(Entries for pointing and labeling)
------------------------

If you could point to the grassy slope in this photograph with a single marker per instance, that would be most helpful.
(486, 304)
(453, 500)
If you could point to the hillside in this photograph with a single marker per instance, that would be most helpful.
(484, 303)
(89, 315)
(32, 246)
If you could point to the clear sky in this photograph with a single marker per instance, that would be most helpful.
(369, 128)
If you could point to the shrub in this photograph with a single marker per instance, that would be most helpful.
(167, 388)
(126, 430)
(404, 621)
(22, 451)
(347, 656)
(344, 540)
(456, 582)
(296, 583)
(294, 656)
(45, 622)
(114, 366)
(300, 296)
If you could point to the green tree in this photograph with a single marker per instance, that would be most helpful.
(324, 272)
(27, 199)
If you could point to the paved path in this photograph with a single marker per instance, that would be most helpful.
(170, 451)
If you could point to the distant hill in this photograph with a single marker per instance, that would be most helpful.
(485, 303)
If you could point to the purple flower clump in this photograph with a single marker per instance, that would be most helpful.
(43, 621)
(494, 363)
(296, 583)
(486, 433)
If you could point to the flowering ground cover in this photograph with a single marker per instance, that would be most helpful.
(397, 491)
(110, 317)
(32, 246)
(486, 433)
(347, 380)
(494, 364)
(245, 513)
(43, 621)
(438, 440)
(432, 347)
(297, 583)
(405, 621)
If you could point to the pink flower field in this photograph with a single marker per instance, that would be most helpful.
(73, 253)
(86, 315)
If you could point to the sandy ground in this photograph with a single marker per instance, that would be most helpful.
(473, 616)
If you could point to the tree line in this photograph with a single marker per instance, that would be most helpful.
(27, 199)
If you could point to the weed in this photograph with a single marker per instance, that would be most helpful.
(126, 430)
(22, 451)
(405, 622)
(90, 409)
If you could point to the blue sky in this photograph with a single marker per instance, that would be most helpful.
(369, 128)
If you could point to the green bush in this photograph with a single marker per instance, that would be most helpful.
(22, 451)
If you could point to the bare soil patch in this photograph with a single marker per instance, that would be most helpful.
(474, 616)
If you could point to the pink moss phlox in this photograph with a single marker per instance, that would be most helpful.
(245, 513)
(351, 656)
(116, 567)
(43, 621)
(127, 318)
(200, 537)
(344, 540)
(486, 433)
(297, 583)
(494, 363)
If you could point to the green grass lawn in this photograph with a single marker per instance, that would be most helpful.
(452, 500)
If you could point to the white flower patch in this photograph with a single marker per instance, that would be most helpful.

------------------------

DESCRIPTION OF THE TASK | Starting at the line that contains "If you could point to the pink moss" and continuing through the end of the material, change "pink moss phlox" to "creeping phlox" and give those lines again with nothing else altered.

TASK RESULT |
If you could point to the creeping phlox in this photograph with a single marker per instance, that would be most helpful.
(245, 513)
(351, 656)
(116, 567)
(43, 621)
(127, 318)
(200, 537)
(344, 540)
(486, 433)
(297, 583)
(494, 363)
If you could point to the green grass lawn in this photograph with a single marker per instance, that would be most helpful.
(452, 500)
If you could point to the white flower patch in this photograph with a single marker per instance, that would be most helpful.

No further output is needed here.